Exercise input:

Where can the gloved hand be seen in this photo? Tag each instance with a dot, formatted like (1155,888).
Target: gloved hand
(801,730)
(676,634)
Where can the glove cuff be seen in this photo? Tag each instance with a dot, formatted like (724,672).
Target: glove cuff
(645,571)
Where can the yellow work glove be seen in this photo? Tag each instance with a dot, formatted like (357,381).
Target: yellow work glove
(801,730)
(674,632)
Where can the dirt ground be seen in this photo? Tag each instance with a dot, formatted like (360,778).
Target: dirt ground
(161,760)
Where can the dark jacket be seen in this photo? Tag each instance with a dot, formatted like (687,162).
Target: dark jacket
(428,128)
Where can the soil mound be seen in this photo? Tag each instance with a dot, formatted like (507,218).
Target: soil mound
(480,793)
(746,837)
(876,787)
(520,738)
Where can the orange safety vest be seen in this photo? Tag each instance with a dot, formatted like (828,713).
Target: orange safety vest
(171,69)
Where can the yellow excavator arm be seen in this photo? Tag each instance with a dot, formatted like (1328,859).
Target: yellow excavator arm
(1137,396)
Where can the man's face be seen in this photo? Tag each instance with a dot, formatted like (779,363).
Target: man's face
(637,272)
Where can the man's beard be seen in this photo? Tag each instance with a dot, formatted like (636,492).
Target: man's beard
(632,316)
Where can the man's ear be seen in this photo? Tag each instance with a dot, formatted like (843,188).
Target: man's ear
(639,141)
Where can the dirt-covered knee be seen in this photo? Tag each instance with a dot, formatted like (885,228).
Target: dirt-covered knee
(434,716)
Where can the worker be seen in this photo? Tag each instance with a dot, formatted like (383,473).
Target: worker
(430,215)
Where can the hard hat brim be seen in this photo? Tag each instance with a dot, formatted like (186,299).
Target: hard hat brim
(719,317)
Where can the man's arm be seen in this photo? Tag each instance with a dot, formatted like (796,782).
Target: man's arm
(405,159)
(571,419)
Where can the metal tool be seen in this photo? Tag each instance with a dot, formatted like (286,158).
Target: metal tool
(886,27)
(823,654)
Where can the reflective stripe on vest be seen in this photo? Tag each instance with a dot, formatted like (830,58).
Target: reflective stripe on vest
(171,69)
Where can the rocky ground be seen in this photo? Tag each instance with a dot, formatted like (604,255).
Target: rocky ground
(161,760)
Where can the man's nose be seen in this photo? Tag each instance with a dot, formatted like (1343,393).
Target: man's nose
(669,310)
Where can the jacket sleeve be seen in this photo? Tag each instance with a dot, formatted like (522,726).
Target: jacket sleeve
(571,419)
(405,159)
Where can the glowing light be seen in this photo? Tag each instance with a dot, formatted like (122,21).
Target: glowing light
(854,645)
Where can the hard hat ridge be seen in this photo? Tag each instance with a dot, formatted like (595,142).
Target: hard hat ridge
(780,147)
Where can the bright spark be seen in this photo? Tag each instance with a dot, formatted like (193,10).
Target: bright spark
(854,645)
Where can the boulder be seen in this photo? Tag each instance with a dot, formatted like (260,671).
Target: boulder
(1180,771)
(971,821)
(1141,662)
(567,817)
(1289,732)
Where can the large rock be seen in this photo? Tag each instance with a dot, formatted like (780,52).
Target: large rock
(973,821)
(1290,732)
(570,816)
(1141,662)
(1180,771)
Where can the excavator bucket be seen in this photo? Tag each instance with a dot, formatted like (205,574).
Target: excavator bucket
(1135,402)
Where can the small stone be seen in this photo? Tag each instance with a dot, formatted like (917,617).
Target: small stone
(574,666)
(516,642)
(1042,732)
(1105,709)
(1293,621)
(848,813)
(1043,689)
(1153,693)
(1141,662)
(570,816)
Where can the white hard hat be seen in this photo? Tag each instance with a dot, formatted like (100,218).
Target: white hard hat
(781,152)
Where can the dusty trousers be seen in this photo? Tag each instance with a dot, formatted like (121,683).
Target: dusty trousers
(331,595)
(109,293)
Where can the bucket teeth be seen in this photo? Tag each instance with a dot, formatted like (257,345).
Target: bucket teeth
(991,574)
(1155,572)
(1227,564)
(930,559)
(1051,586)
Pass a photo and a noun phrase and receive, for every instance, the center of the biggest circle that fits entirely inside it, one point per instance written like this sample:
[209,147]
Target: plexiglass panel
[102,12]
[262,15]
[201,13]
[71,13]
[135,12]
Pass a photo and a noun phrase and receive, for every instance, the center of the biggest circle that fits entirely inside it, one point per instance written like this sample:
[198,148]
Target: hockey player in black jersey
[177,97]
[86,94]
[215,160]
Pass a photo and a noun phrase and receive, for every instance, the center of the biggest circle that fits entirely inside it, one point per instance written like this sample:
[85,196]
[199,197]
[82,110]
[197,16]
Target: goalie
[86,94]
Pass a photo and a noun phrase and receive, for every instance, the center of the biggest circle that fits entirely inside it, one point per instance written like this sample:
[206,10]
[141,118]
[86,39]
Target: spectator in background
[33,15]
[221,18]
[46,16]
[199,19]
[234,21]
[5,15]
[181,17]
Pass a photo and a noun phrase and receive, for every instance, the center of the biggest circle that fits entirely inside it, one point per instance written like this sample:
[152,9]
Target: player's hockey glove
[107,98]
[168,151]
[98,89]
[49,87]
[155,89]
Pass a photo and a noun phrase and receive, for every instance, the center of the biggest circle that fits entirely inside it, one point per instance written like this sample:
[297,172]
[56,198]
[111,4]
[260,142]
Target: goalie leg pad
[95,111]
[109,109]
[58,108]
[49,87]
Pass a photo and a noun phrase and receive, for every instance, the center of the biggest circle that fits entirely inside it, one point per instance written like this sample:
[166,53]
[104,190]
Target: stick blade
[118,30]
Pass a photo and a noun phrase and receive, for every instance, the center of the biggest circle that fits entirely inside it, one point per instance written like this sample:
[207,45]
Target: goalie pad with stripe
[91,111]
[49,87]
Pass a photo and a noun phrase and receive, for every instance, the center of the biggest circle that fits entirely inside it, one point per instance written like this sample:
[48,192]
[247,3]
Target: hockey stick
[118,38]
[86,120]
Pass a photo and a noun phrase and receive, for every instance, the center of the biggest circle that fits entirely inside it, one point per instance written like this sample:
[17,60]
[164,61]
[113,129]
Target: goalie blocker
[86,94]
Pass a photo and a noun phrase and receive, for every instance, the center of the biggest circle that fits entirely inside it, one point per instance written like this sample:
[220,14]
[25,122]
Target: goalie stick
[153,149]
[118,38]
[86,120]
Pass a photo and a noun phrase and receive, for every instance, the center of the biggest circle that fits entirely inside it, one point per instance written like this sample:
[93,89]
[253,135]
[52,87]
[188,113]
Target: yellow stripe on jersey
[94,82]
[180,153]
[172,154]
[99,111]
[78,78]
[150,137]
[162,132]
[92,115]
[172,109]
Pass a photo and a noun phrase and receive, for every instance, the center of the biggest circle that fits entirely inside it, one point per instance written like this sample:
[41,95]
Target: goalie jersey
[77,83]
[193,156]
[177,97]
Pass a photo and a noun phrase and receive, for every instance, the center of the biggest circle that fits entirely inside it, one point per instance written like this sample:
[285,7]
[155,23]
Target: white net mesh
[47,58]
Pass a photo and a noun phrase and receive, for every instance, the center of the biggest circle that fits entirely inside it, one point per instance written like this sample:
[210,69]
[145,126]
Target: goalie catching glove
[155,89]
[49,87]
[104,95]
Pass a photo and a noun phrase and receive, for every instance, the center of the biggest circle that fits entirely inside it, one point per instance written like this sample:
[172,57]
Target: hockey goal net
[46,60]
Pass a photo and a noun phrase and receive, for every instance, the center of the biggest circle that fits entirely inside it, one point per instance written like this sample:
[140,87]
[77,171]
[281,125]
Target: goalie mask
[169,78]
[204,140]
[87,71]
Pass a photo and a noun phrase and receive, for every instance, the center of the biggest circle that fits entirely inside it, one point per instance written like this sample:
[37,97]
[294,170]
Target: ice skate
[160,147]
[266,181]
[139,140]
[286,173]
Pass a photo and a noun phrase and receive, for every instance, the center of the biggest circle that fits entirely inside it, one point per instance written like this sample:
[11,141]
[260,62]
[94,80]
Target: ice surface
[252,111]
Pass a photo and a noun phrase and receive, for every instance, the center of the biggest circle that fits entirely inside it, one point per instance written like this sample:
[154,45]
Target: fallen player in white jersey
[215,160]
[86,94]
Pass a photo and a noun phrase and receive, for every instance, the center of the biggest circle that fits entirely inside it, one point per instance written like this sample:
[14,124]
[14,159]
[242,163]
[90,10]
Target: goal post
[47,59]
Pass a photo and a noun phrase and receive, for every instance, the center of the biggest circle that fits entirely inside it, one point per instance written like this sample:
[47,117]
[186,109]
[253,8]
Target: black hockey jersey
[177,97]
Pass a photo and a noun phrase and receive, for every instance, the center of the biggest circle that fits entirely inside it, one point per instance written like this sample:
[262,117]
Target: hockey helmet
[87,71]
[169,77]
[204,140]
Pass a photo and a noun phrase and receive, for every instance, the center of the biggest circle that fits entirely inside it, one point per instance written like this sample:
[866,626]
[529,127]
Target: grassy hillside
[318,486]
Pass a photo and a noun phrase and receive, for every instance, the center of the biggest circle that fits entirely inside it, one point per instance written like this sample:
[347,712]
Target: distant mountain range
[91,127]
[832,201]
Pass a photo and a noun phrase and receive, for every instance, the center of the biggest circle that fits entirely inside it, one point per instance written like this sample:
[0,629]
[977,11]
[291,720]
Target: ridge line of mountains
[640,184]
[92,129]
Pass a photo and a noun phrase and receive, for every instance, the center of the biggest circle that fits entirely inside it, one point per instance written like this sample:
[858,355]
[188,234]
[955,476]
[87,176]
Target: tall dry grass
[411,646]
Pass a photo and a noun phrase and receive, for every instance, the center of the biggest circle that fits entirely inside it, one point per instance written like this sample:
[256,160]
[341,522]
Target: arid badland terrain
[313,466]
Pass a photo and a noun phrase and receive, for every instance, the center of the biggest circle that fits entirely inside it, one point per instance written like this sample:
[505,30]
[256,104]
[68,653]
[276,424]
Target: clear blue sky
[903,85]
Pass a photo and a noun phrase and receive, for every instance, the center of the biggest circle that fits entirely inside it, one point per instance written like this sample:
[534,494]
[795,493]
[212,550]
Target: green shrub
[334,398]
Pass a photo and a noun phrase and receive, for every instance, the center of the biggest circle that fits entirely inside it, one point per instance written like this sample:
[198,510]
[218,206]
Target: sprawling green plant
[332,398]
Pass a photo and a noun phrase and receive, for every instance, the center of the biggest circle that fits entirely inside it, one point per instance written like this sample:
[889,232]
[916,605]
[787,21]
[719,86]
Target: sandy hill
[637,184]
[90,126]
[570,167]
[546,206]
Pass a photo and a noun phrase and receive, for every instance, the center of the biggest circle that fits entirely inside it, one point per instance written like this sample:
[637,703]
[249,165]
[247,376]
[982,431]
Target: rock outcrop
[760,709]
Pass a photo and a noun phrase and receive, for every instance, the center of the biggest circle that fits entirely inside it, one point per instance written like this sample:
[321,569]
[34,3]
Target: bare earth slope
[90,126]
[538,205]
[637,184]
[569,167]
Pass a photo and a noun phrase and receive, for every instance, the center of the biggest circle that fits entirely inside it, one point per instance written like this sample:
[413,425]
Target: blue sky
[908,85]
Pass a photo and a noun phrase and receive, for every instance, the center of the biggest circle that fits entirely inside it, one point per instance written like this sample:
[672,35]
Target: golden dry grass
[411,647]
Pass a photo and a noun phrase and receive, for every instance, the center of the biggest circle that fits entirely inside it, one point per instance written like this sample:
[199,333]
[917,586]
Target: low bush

Task description: Nothing beyond the lines from the start of the entries through the line with "Where can the glove cuff" should appear. Repeat those lines exactly, both ends included.

Response to this task:
Where can the gloved hand be seen in this photo? Tag each instance with a dot, formatted like (1155,888).
Target: gloved hand
(801,730)
(676,634)
Where can the glove cuff be seen in this photo? Tag each instance with a dot, formatted like (724,672).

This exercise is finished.